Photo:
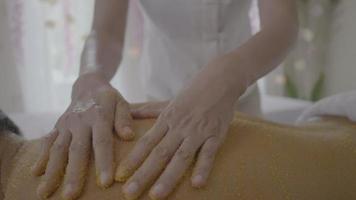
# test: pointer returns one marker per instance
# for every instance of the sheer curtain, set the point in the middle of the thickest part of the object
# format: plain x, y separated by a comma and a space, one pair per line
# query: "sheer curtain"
45, 38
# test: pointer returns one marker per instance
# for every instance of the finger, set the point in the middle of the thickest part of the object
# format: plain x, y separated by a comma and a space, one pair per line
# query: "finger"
175, 170
152, 167
140, 151
103, 145
123, 121
148, 110
79, 155
56, 165
39, 167
205, 162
──────────────────────────────
[Exercise]:
Count the lines in the data where "middle" occurs. Report the number only.

[Response below]:
2